-- GIVEN RECORDS --
########################################

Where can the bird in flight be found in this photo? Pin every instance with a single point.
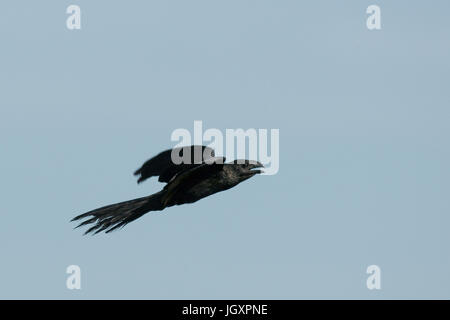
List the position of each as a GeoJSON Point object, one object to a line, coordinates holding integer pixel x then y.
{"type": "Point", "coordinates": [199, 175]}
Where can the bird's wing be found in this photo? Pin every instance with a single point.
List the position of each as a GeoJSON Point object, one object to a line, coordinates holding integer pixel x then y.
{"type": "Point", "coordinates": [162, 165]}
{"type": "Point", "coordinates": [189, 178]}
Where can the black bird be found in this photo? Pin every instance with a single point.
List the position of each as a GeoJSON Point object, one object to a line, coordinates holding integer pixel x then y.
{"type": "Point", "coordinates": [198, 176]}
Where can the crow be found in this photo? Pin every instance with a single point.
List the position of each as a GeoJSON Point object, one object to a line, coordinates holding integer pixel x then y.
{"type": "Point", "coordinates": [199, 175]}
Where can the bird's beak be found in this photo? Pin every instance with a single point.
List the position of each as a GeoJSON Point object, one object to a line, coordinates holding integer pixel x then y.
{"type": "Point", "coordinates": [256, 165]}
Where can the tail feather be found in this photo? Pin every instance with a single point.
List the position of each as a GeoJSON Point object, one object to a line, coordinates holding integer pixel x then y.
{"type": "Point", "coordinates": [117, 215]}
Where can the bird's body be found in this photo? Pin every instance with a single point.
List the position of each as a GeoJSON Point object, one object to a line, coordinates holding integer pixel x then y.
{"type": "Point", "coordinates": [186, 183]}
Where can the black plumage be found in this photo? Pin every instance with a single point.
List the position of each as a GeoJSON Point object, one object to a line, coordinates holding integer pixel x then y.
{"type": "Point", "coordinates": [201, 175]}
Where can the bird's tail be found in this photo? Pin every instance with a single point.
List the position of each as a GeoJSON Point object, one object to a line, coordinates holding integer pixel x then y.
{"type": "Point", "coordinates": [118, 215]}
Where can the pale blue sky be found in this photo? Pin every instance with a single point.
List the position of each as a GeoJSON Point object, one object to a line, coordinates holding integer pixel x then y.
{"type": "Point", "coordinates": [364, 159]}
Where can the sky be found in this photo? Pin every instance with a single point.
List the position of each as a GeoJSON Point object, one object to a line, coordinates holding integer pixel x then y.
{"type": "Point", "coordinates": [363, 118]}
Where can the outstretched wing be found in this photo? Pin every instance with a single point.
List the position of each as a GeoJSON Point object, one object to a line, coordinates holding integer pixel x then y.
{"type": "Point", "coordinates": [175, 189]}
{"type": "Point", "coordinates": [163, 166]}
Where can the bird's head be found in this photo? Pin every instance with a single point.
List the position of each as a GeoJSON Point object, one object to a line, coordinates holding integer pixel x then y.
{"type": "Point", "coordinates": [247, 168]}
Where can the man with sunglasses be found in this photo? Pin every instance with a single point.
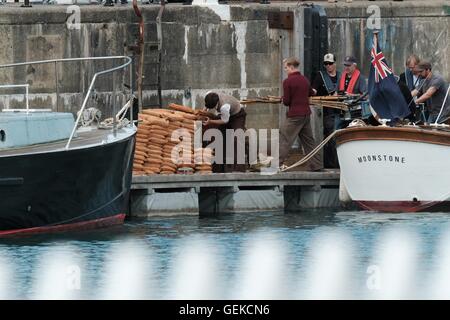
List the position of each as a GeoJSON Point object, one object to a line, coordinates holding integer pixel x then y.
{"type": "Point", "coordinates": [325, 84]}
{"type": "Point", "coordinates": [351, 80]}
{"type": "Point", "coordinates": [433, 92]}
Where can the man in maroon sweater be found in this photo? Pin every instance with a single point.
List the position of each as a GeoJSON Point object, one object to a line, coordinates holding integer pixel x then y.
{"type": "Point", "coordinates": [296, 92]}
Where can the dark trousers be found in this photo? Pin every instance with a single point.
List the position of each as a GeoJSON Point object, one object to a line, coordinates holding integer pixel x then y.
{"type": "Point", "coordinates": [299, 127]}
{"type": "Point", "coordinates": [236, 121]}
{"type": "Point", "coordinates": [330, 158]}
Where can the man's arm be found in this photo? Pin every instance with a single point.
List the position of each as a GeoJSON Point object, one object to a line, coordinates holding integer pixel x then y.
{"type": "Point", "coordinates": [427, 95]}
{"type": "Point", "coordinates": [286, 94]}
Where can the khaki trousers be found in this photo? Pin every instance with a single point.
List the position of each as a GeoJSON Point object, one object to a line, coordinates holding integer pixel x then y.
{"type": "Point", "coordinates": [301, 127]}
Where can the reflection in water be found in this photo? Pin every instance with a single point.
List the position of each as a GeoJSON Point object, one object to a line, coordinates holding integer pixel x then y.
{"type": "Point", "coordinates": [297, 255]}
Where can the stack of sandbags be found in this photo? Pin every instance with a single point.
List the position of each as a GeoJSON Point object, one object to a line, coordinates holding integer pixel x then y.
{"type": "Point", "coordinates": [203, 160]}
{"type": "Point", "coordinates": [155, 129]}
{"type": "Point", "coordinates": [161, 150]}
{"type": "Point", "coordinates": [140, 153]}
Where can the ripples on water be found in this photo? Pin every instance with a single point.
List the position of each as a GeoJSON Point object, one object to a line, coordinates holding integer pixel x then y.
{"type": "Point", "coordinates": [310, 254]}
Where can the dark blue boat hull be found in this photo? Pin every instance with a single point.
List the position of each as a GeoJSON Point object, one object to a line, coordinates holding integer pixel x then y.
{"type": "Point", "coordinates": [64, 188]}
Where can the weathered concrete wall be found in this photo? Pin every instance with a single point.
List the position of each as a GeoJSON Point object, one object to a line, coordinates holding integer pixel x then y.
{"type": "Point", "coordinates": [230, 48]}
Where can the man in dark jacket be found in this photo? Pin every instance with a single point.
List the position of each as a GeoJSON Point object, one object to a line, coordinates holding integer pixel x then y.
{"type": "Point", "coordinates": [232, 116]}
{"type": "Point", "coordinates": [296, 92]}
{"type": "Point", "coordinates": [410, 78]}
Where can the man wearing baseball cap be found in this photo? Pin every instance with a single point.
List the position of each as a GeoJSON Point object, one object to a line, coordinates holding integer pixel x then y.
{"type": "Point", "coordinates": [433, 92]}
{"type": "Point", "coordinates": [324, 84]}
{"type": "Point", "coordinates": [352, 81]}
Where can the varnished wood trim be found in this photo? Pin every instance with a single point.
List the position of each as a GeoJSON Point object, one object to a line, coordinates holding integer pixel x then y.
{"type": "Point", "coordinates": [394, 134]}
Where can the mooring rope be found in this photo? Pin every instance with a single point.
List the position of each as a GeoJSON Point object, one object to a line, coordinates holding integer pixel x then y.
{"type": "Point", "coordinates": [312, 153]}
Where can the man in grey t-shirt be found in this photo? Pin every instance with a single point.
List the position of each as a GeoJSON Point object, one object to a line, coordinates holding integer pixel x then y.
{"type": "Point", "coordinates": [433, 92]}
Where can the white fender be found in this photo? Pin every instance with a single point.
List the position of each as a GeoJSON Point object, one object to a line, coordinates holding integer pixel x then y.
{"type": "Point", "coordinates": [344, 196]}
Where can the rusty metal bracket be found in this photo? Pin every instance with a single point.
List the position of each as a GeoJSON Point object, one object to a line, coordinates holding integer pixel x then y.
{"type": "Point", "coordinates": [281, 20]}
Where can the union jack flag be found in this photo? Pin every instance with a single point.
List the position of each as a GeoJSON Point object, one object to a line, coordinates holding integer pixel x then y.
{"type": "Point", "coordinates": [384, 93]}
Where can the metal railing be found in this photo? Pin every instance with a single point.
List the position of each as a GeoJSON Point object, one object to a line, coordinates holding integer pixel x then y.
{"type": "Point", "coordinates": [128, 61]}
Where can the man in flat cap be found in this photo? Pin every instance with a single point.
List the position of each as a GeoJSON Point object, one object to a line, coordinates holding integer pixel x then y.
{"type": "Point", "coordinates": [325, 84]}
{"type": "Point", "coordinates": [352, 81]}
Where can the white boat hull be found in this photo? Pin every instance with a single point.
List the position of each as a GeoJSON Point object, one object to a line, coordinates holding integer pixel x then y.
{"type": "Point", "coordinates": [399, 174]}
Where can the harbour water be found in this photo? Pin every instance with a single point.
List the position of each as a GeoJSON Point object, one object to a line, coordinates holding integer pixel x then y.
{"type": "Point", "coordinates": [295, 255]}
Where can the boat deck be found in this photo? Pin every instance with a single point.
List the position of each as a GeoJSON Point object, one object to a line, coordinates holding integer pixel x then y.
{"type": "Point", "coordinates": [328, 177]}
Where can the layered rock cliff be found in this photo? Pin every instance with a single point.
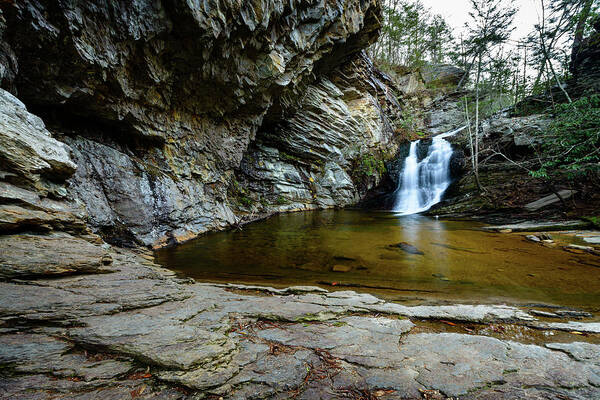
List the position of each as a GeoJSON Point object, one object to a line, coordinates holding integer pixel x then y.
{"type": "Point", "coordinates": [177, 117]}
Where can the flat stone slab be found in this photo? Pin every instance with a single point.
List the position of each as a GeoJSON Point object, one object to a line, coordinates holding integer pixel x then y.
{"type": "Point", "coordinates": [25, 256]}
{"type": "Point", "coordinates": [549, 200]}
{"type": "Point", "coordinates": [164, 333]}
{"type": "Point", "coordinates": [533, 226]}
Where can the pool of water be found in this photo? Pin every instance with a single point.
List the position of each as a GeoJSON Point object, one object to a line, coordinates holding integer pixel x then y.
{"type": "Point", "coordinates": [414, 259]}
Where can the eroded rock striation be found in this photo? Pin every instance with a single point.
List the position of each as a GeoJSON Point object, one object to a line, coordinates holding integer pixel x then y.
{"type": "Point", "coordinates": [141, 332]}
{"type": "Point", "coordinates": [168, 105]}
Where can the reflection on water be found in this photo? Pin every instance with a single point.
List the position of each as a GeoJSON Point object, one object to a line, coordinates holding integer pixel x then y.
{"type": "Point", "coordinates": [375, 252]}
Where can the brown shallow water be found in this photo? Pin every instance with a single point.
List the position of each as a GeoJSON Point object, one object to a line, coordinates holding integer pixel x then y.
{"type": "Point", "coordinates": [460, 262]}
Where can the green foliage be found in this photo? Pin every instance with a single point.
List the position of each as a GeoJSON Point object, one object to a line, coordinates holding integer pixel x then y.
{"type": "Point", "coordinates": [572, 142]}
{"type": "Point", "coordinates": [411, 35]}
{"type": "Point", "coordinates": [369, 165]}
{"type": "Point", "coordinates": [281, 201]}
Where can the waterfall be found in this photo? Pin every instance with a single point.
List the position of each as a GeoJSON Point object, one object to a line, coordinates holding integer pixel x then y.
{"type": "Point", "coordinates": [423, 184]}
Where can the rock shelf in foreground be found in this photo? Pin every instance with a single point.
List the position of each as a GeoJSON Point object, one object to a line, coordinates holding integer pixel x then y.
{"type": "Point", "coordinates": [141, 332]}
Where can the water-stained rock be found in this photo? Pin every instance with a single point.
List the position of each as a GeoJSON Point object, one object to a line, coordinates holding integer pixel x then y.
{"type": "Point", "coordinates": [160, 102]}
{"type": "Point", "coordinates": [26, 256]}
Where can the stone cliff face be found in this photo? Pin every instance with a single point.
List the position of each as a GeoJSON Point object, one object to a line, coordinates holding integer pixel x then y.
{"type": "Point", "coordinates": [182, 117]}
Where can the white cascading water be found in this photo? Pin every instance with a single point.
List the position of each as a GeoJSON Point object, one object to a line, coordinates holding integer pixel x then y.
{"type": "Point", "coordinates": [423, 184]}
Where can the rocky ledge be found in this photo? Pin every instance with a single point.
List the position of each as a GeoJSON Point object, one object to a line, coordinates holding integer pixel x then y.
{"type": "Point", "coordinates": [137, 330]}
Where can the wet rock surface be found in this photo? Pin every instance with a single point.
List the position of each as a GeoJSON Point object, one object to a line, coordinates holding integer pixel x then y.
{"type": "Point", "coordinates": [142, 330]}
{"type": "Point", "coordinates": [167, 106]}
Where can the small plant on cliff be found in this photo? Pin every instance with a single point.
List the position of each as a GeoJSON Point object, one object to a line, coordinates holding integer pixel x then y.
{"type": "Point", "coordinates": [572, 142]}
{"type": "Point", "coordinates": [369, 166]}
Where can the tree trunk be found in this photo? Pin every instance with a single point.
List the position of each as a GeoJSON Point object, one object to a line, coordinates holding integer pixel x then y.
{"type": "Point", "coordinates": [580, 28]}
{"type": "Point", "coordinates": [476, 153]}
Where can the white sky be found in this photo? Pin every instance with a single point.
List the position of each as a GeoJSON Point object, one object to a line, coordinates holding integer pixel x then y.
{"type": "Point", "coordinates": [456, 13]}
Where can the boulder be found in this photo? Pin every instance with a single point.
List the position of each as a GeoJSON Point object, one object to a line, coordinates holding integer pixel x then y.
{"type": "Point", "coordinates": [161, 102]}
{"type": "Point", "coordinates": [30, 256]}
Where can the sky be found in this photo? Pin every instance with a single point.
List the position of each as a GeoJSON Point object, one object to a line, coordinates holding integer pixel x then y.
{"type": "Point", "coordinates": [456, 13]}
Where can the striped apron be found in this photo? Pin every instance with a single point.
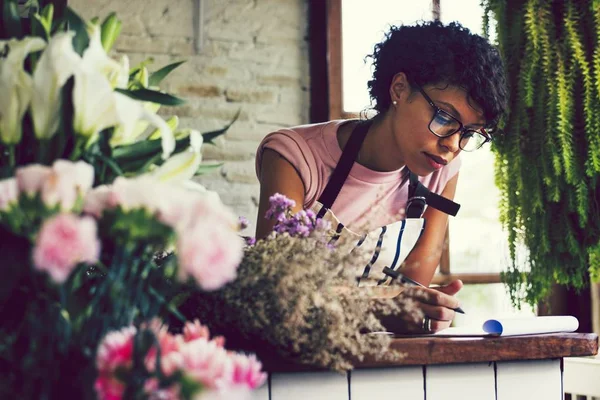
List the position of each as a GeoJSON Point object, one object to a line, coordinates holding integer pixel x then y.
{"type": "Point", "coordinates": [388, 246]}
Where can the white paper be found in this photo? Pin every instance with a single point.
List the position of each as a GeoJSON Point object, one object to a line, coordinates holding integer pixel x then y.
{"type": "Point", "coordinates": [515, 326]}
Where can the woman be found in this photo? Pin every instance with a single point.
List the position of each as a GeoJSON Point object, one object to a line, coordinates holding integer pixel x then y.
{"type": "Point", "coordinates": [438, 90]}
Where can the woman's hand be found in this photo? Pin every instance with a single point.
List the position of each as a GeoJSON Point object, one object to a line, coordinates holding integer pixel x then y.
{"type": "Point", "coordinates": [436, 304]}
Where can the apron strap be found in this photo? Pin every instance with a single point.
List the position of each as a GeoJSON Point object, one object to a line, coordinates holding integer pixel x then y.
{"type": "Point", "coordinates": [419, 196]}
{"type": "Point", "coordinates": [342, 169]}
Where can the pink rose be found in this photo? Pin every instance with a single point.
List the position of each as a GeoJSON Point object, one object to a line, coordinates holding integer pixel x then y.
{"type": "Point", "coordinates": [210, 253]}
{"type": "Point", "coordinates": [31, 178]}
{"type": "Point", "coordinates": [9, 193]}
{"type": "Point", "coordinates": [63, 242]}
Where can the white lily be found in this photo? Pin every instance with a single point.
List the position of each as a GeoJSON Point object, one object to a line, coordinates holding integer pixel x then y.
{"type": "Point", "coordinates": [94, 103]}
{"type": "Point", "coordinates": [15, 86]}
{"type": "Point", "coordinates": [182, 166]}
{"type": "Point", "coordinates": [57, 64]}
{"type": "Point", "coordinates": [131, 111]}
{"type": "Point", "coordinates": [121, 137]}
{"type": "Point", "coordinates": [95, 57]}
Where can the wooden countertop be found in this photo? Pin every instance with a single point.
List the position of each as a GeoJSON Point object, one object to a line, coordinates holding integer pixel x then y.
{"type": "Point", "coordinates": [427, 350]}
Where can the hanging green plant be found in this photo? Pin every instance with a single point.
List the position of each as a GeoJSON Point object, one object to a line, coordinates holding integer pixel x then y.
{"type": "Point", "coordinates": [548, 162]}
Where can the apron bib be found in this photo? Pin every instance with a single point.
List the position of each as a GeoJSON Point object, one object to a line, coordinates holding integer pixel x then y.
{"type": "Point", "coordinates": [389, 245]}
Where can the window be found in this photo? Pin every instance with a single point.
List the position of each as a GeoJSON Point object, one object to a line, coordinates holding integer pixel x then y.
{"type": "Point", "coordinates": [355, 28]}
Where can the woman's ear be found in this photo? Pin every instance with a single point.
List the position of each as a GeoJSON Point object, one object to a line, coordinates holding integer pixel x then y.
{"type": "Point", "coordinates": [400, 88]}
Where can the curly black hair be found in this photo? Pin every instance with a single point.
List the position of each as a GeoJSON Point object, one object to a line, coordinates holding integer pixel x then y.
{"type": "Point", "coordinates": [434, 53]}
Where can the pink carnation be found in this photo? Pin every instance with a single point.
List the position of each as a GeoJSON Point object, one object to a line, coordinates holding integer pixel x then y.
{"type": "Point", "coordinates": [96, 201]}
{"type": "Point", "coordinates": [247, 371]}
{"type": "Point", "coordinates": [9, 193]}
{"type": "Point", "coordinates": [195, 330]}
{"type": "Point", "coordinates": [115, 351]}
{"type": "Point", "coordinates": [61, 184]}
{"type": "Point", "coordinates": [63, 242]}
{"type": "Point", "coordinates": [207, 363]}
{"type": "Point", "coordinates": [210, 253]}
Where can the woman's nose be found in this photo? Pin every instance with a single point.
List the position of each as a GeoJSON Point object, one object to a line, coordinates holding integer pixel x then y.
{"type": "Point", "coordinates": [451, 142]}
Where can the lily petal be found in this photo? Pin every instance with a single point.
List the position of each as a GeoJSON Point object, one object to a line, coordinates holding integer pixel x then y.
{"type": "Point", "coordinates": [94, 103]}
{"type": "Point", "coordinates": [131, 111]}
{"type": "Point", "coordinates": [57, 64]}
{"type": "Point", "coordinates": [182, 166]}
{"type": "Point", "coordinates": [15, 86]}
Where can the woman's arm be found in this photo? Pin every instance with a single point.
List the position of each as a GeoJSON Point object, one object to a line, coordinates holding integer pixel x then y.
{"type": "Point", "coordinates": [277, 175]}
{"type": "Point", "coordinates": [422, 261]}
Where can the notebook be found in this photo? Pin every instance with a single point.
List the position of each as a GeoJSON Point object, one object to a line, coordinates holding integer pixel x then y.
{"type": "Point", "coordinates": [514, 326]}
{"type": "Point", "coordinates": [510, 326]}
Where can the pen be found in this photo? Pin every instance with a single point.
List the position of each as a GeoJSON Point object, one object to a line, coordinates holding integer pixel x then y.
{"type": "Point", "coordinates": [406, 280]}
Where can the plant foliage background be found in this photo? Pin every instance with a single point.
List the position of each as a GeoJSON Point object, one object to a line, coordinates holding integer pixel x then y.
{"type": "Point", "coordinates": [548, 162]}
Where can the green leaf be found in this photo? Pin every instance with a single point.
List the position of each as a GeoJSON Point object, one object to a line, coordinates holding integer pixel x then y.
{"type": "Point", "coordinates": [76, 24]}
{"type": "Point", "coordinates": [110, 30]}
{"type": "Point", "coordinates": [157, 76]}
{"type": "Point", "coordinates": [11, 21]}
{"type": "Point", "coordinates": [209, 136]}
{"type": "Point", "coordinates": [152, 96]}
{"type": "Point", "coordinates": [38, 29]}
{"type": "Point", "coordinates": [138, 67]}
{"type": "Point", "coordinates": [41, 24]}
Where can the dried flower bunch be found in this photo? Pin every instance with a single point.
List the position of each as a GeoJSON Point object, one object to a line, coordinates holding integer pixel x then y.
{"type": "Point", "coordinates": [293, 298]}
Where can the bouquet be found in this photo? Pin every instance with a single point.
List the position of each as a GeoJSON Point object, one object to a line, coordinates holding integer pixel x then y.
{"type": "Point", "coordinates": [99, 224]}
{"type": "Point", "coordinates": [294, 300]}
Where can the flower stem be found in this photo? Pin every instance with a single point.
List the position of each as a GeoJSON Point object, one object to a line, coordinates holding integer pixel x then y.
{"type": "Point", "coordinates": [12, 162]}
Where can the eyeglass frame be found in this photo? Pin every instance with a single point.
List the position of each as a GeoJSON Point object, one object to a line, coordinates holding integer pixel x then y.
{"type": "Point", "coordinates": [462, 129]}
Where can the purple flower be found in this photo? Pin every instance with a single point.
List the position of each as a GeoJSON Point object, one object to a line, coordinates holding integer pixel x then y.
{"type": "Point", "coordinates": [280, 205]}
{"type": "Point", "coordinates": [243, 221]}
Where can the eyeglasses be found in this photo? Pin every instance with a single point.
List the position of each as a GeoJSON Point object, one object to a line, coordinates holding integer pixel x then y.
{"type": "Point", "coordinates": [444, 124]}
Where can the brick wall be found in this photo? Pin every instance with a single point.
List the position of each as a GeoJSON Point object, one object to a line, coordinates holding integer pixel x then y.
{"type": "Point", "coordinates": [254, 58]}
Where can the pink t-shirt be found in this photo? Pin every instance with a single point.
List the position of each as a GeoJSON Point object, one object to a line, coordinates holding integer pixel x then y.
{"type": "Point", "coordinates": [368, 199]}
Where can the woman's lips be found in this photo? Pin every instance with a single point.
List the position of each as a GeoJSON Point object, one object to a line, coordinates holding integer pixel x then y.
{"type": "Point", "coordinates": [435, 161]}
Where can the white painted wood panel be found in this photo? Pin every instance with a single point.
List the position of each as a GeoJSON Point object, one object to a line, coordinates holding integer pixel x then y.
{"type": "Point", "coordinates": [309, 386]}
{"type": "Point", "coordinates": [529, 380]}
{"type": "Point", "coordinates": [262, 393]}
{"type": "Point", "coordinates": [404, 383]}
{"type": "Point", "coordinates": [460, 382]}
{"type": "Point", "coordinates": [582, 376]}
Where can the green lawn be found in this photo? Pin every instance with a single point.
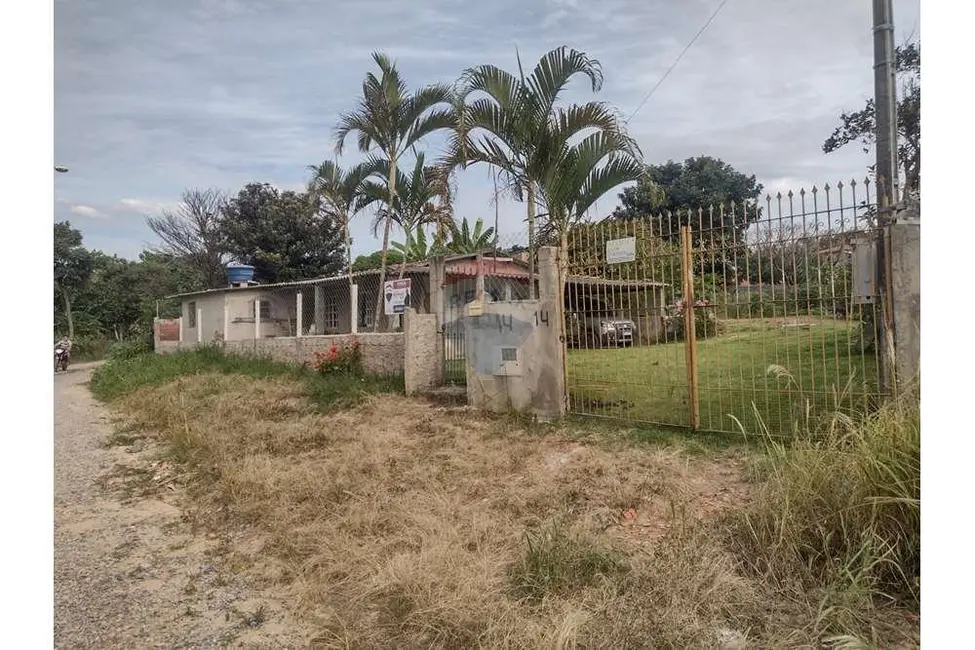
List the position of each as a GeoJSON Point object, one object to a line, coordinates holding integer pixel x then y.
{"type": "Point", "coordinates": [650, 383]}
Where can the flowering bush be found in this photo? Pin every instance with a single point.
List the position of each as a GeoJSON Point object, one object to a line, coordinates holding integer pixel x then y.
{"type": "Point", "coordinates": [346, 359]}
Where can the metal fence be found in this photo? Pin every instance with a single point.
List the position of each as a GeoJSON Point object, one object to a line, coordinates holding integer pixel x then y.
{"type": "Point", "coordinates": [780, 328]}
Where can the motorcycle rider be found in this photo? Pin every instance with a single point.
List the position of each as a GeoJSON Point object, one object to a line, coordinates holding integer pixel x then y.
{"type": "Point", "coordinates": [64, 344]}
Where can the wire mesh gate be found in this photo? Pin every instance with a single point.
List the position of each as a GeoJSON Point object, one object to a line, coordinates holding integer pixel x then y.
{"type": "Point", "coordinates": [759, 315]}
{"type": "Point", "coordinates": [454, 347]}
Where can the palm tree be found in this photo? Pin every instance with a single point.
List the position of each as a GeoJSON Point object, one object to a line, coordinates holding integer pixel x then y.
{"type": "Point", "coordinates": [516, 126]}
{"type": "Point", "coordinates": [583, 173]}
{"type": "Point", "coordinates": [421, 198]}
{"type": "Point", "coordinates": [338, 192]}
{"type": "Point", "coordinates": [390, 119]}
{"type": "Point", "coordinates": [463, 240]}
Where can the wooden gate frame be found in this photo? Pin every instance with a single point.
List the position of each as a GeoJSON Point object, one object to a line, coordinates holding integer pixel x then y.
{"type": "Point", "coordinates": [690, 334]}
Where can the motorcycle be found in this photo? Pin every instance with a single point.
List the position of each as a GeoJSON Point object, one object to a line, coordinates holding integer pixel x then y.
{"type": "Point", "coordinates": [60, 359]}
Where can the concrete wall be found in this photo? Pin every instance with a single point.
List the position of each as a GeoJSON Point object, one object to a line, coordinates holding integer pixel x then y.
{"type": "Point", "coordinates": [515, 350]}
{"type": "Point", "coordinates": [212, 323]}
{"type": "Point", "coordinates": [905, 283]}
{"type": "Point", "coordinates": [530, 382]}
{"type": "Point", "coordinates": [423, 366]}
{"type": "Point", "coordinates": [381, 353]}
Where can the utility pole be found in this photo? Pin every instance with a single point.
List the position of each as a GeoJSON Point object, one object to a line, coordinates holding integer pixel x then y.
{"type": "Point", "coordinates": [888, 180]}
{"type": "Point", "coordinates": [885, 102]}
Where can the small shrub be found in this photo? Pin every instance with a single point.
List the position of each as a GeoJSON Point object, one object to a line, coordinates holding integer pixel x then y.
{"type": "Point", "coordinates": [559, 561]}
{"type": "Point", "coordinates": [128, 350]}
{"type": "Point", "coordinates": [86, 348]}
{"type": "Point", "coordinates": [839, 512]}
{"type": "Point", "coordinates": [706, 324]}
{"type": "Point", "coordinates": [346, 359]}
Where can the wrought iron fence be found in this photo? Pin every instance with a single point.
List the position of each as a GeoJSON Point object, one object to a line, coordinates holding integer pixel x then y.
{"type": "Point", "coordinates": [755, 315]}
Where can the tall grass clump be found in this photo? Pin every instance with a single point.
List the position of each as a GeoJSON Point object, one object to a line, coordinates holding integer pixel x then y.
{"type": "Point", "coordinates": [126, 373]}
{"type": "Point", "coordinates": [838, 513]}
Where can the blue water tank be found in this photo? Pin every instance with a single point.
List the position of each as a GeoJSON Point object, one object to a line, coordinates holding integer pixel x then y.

########################################

-- ACTIVITY --
Find each line holding the string "tree" in the listing above, then copy it.

-- SOLUTION FOR THIS TASK --
Where can the tree trunk be found in this photo? Pin every instance with a single point.
Where can the palm tree be found in this photo? Pin every instance with a single point.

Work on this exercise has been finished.